→ Exercise aim
Everything from the line that holds "# give the mask of every instance of the hillside" through the end of the data below should be output exactly, both ends included.

--- Record set ---

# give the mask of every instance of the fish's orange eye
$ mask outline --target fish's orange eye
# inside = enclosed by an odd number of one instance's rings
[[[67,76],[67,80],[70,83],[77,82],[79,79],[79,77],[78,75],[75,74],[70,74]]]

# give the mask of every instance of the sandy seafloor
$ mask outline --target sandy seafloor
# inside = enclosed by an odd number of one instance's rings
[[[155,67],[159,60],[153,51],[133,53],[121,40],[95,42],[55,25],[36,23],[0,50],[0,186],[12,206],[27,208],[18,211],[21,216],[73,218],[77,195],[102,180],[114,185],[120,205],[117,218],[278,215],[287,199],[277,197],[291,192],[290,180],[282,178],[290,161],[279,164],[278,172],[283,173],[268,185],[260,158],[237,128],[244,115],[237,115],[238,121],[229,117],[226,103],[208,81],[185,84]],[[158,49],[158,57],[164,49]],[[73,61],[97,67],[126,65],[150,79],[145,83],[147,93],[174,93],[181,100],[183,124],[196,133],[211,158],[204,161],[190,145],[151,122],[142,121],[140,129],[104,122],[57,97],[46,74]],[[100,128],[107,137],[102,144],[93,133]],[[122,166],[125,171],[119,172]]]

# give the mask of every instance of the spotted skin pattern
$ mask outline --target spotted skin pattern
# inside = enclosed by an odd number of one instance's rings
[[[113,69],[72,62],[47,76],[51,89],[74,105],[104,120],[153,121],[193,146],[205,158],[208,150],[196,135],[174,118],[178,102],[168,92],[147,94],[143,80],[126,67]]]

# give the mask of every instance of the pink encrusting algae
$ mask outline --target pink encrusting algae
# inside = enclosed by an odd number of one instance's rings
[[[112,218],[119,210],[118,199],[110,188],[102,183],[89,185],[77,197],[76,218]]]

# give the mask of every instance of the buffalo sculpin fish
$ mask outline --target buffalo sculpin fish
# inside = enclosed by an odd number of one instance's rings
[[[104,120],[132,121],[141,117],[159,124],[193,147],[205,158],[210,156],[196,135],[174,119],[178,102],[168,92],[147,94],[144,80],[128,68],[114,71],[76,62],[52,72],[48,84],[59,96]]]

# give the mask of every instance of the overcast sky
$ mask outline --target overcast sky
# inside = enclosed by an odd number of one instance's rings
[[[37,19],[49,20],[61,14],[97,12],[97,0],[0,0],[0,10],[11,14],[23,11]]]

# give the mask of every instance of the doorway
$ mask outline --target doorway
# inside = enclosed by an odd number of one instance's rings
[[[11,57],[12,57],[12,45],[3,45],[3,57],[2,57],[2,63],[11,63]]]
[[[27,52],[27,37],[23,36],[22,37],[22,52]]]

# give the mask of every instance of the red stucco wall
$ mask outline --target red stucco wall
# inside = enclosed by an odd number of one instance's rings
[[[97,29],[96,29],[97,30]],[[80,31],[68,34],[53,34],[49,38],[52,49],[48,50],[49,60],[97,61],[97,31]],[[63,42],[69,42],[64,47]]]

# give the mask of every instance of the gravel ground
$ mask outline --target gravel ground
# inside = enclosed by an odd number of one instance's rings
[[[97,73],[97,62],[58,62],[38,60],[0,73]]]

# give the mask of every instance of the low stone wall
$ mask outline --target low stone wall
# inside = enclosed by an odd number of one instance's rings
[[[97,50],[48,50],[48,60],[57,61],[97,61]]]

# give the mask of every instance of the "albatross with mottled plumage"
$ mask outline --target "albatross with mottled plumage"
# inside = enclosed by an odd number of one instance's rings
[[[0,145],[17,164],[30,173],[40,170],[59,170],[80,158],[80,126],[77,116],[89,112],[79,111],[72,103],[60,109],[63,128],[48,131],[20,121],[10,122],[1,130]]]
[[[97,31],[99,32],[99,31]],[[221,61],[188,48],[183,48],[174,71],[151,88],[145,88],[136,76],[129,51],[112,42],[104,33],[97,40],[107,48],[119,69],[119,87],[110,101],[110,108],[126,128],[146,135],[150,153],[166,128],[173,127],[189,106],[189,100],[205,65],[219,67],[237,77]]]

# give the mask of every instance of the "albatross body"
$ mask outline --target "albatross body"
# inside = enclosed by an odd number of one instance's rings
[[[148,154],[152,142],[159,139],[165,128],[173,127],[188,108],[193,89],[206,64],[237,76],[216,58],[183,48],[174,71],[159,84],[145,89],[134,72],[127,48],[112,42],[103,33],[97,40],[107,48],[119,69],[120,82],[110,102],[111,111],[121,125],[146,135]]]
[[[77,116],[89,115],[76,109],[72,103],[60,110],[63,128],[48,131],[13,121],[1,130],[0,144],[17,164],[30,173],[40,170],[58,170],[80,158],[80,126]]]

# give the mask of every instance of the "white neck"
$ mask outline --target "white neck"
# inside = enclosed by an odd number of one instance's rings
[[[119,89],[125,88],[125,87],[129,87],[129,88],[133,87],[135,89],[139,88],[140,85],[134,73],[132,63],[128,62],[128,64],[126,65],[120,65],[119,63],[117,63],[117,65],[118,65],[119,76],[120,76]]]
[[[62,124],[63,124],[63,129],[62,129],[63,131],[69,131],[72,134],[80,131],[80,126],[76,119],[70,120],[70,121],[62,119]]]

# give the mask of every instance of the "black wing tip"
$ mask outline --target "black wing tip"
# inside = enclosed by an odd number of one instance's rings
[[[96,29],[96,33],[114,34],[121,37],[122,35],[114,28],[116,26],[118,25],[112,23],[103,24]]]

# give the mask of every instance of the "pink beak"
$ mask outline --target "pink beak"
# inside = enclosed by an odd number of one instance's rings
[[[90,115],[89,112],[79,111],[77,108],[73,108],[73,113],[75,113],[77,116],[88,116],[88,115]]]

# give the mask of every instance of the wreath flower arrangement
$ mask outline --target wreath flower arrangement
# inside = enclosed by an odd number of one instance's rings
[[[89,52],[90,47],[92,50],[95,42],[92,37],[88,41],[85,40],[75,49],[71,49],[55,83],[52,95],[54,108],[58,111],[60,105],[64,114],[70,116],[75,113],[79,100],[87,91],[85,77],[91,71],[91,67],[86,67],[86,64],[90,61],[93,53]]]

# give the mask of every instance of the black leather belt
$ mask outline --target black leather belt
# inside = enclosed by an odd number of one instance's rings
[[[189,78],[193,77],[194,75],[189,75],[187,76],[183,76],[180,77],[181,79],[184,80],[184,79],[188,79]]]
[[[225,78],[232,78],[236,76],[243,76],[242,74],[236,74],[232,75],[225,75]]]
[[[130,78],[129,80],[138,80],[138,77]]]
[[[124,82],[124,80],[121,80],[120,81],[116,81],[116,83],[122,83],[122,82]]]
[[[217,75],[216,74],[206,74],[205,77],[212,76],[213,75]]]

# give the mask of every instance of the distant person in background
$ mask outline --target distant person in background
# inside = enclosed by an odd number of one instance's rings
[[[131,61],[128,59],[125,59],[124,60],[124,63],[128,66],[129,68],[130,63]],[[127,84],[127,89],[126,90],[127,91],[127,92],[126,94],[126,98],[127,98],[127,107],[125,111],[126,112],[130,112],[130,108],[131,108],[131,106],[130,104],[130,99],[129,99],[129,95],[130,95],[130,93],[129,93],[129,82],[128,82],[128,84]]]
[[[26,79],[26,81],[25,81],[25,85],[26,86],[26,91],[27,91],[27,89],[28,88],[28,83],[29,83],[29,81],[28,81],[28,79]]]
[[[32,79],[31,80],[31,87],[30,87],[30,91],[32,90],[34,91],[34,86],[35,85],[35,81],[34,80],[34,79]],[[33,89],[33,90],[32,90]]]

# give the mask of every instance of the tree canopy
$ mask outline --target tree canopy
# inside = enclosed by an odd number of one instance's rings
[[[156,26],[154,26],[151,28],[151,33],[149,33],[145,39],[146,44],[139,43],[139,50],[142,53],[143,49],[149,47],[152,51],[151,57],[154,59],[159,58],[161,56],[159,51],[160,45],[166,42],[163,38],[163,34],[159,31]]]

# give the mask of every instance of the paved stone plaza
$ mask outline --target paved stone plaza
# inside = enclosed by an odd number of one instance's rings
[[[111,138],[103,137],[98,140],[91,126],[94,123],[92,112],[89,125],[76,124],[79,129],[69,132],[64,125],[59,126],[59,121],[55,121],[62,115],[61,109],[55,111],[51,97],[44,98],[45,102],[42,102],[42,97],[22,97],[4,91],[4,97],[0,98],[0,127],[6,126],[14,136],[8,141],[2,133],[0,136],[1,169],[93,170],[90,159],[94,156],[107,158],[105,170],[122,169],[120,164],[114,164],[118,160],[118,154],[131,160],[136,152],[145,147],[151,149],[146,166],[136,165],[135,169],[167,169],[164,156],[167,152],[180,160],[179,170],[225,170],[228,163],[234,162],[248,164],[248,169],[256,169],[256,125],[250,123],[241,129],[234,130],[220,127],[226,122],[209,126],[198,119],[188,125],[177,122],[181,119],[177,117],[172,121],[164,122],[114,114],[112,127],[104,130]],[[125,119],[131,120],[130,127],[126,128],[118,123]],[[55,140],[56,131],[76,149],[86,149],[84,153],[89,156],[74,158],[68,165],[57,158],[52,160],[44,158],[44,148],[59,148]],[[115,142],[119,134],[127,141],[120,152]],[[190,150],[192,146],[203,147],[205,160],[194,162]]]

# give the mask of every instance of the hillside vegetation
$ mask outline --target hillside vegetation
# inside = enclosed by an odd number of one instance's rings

---

→ Solution to this task
# give the mask of every instance of the hillside vegetation
$ mask outline --target hillside vegetation
# inside = enclosed by an odd number of one instance's rings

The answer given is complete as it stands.